Producing biomolecules like on an assembly line
Fraunhofer Lighthouse Project Cell-Free Bioproduction
Preservation of resources and enhancing efficiency by Cell-Free Bioproduction
Success and sustainability of the modern society are among other things based on the easy availability of biomolecules. In medicine for example there is a requirement for huge amounts of capable vaccines against different influenza viruses. At the same time the production of these vaccines has to be flexible to adapt to new pathogenic germs. But also in nutrition technology as well as in the cosmetic and in the detergent industry there is a need for synthetic produced enzymes, peptides and other biomolecules.
Currently this demand for biomolecules is covered by using living cells or organisms, like the bacterium E. coli. Thus this technology is highly productive, there are three disadvantages:
- The economic efficiency is limited by the high energy input for maintaining the metabolism of the microorganism or cell culture.
- Some intermediate or end products may be toxic or have an inhibitory effect on the growth of the cells.
- The final products have to pass through complex cleaning and separation processes to isolate them from unneeded components. This often generates high costs too.
The Cell-Free Bioproduction of proteins, as addressed in the Fraunhofer research overcomes these problems. In contrast to conventional methods the biomolecules in this approach are synthetized outside of living cells. This saves resources, as for example no energy for the maintenance of the cell metabolism has to be applied. Moreover the product can be purified very easily and rapidly.
Flexibility and better Management of natural resources
In fact the Cell-Free proteinsynthesis is not a completely new technique. But currently it has a very limited applicability. Even in its most advanced available form only very little amounts of biomolecules can be produced. Furthermore the established approaches are not controllable.
The scientists of the Fraunhofer-Gesellschaft now aim at making this technology utilizable for industrial purposes. They are working on an actively controllable reactor system adapted to industrial needs. In this way the Fraunhofer research supports an efficient and resource saving production of biomolecules.

EXERCISE GOAL: Copy word for word the part of the cell-free bioproduction text that opens with the words containing "The Cell-Free Bioproduction" and closes with "are not controllable.". The listing that comes after the cell-free bioproduction text is separate material with no connection to it.

Referring expression pointing data
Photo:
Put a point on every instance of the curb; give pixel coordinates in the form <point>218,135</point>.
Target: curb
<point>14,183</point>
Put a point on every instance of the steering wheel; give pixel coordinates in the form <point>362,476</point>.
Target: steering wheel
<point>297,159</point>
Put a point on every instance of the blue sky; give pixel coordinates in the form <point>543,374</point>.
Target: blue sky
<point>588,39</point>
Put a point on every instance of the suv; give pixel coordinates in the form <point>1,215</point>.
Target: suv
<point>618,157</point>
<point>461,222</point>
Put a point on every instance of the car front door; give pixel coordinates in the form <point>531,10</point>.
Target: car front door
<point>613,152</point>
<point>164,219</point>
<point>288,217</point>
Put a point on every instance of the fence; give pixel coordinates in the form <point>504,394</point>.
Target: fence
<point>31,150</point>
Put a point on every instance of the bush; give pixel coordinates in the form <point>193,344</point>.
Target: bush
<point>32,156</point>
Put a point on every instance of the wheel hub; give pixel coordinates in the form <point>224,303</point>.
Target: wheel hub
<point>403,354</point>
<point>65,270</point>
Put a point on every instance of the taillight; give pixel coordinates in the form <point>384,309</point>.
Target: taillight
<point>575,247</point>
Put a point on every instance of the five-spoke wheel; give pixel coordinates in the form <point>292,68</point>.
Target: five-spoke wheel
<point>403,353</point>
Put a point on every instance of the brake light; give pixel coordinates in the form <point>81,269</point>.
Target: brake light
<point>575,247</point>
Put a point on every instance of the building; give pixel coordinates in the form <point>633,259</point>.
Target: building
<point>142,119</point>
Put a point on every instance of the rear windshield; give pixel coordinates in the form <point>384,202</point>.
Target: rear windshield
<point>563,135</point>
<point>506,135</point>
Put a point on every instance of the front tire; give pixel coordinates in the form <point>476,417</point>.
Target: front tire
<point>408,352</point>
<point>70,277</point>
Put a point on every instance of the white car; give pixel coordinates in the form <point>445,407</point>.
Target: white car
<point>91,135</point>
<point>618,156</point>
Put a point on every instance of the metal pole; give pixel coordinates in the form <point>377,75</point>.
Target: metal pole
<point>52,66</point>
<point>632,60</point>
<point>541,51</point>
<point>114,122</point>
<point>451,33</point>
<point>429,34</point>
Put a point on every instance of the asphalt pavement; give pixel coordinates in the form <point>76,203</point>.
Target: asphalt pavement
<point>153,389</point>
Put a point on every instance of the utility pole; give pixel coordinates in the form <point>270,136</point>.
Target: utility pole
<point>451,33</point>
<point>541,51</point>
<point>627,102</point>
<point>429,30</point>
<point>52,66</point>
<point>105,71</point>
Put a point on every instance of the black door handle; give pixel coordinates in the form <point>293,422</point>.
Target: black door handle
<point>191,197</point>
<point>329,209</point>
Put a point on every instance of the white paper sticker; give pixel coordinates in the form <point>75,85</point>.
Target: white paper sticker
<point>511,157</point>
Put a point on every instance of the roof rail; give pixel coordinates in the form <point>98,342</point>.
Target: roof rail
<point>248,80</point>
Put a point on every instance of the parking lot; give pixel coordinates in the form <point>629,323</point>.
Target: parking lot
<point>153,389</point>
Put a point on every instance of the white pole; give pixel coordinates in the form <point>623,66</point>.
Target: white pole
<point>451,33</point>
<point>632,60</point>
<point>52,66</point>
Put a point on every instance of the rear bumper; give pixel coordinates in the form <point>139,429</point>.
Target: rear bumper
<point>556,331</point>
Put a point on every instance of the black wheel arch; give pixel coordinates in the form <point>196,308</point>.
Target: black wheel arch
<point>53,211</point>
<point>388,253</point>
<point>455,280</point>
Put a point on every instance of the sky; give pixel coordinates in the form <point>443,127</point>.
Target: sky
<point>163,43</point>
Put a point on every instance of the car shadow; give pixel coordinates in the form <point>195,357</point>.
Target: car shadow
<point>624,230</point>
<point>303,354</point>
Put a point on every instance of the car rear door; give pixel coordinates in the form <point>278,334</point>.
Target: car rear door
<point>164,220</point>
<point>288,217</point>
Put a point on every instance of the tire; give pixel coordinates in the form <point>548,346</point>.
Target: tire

SOLUTION:
The Cell-Free Bioproduction of proteins, as addressed in the Fraunhofer research overcomes these problems. In contrast to conventional methods the biomolecules in this approach are synthetized outside of living cells. This saves resources, as for example no energy for the maintenance of the cell metabolism has to be applied. Moreover the product can be purified very easily and rapidly.
Flexibility and better Management of natural resources
In fact the Cell-Free proteinsynthesis is not a completely new technique. But currently it has a very limited applicability. Even in its most advanced available form only very little amounts of biomolecules can be produced. Furthermore the established approaches are not controllable.